Exercise passage section start

The Equalities and Human Rights Committee recent inquiry on sector funding reported that short-term public funding, sometimes for one year or less, means that organisations can struggle to deliver projects and plan their workforces. Competition for funding can lead to an organisation straying from their purpose in their efforts to survive. Longer-term funding agreements that move us beyond a one-year cycle are vital to planning effectively. The recommendations of this recent inquiry into voluntary sector funding should be acknowledged and responded to by the Scottish Government in full. We recognise the Scottish Government's commitment to longer-term funding in its response to the AGER; the committee should be interested in understanding how this will be taken forward in partnership with the voluntary sector and statutory funders, including local government.

Rethinking procurement

There must be a significant shift to person-centred procurement models that put the needs of beneficiaries of services ahead of driving down costs through competition. A relationship-based approach is vital in service delivery, and the commissioning body and service provider must be able to work with an individual to establish what is needed to achieve the best outcomes.

Around 25% of voluntary sector income comes from public sector contracts; however, as with grant funding, short-termism makes income sources and our way of delivering person-centred services unsustainable. Sustainability is critical, and we need longer-term approaches to contracts that build in flexibility and trust that allow these services to pivot in times of crises and be agile in their response and recovery as what we know about the future evolves. This also gives voluntary organisations space to determine how to achieve what public authorities have invested in.

Existing commissioning and tendering models pitch organisations against each other and depersonalise the process, something quite different from the new, balanced relationships we are requesting. The client/contractor model reduces human services to a transactional contract that values numbers more than people. Payment by results approaches to employability services, for example, measure success by the number of people getting jobs, regardless of the quality or sustainability of the work and paying no heed to the person's journey in terms of self-esteem or mental health. That leads providers to cherry-pick the people they bring onto their programmes and leaves behind the people most in need of support, who are furthest from the labour market.

Exercise passage section end
Record set section start

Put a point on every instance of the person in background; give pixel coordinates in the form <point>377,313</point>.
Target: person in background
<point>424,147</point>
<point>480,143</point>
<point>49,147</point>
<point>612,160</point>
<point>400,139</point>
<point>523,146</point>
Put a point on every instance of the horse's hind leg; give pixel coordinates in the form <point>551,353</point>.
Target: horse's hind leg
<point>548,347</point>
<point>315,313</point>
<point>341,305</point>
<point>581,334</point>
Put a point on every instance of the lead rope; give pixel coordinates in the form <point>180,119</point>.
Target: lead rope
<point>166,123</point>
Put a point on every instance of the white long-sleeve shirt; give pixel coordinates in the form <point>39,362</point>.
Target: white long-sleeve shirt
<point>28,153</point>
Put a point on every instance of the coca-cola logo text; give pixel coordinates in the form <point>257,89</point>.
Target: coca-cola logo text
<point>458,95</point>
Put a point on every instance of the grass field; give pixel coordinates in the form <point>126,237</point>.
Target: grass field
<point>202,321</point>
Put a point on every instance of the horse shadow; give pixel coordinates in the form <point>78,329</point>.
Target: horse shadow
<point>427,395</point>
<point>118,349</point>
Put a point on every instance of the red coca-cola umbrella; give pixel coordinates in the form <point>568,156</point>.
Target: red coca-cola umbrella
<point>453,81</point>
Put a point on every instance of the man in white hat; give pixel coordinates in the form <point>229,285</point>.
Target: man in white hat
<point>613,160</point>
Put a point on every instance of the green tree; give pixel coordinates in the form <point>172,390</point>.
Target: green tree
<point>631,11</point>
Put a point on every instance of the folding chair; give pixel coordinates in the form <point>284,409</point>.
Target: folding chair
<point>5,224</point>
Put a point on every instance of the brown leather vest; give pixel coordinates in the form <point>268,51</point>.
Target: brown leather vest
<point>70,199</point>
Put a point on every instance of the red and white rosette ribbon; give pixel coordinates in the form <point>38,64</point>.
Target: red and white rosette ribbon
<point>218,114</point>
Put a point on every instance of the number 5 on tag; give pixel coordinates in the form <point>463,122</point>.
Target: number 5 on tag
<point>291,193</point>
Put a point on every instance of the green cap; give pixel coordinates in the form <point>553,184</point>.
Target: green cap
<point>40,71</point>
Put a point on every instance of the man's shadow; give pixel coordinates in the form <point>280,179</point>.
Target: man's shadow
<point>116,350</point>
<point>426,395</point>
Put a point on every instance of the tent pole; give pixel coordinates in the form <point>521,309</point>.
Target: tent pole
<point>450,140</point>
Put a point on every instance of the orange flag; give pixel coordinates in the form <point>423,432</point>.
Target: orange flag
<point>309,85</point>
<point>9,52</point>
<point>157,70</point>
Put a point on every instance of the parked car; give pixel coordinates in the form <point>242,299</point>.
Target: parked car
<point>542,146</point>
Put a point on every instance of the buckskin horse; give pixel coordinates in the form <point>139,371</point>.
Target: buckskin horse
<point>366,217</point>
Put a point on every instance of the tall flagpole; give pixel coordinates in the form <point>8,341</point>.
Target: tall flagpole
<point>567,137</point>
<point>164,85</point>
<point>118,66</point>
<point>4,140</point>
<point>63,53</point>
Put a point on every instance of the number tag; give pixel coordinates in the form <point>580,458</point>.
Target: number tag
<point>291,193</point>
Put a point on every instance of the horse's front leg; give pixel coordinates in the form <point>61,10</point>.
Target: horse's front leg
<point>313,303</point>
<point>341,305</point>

Record set section end

Activity: Copy out the passage on voluntary sector funding and procurement from above, word for word and in full.

Reply:
The Equalities and Human Rights Committee recent inquiry on sector funding reported that short-term public funding, sometimes for one year or less, means that organisations can struggle to deliver projects and plan their workforces. Competition for funding can lead to an organisation straying from their purpose in their efforts to survive. Longer-term funding agreements that move us beyond a one-year cycle are vital to planning effectively. The recommendations of this recent inquiry into voluntary sector funding should be acknowledged and responded to by the Scottish Government in full. We recognise the Scottish Government's commitment to longer-term funding in its response to the AGER; the committee should be interested in understanding how this will be taken forward in partnership with the voluntary sector and statutory funders, including local government.

Rethinking procurement

There must be a significant shift to person-centred procurement models that put the needs of beneficiaries of services ahead of driving down costs through competition. A relationship-based approach is vital in service delivery, and the commissioning body and service provider must be able to work with an individual to establish what is needed to achieve the best outcomes.

Around 25% of voluntary sector income comes from public sector contracts; however, as with grant funding, short-termism makes income sources and our way of delivering person-centred services unsustainable. Sustainability is critical, and we need longer-term approaches to contracts that build in flexibility and trust that allow these services to pivot in times of crises and be agile in their response and recovery as what we know about the future evolves. This also gives voluntary organisations space to determine how to achieve what public authorities have invested in.

Existing commissioning and tendering models pitch organisations against each other and depersonalise the process, something quite different from the new, balanced relationships we are requesting. The client/contractor model reduces human services to a transactional contract that values numbers more than people. Payment by results approaches to employability services, for example, measure success by the number of people getting jobs, regardless of the quality or sustainability of the work and paying no heed to the person's journey in terms of self-esteem or mental health. That leads providers to cherry-pick the people they bring onto their programmes and leaves behind the people most in need of support, who are furthest from the labour market.